### DO THIS
Copy word for word the part of the plug-in hybrid discussion below starting at "The cars look" and ending at "defeat the purpose.".

### SUPPLIED TEXT

The cars look like normal Priuses, but unlike the showroom model, the experimental version runs mostly on its electric motor and plugs into a 110-volt house current for overnight charging. Kwong said the car will travel up to 7 miles on electricity alone and can go up to 60 mph in pure electric mode.
One potential problem I see with the plug-in hybrids is that most people I know don`t park in a garage! What good is a plug-in hybrid for anyone who parks their car in a driveway, carport, on the street, or any other place that is not within easy reach of an electric outlet?
This needs to be addressed - are there any creative solutions?


  • olegoleg subscriber Posts: 13 Bronze Level Member
    I guess I missed the part of it only going 7 miles on electric.  That does kind of defeat the purpose.
  • spungeyspungey subscriber Posts: 2
    When plug-in hybrids become sensible (and I think they will in about three or four years) then apartment managers will start running power cables out to their parking lots, carports, and garages.  If you`re the first to design a power plug locking cover that works with your apartment key (so your neighbors don`t plug into your slot and cost you $$), you might have a product.
  • ayjayayjay subscriber Posts: 7

    Do you think the US is ready for plug-in cars? What about the fully electric plug-ins of ~10 years ago?

### AVAILABLE DATA
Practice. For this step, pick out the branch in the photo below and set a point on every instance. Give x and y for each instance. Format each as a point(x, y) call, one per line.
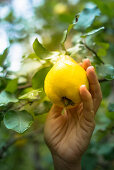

### SOLUTION TO THE EXERCISE
The cars look like normal Priuses, but unlike the showroom model, the experimental version runs mostly on its electric motor and plugs into a 110-volt house current for overnight charging. Kwong said the car will travel up to 7 miles on electricity alone and can go up to 60 mph in pure electric mode.
One potential problem I see with the plug-in hybrids is that most people I know don`t park in a garage! What good is a plug-in hybrid for anyone who parks their car in a driveway, carport, on the street, or any other place that is not within easy reach of an electric outlet?
This needs to be addressed - are there any creative solutions?


  • olegoleg subscriber Posts: 13 Bronze Level Member
    I guess I missed the part of it only going 7 miles on electric.  That does kind of defeat the purpose.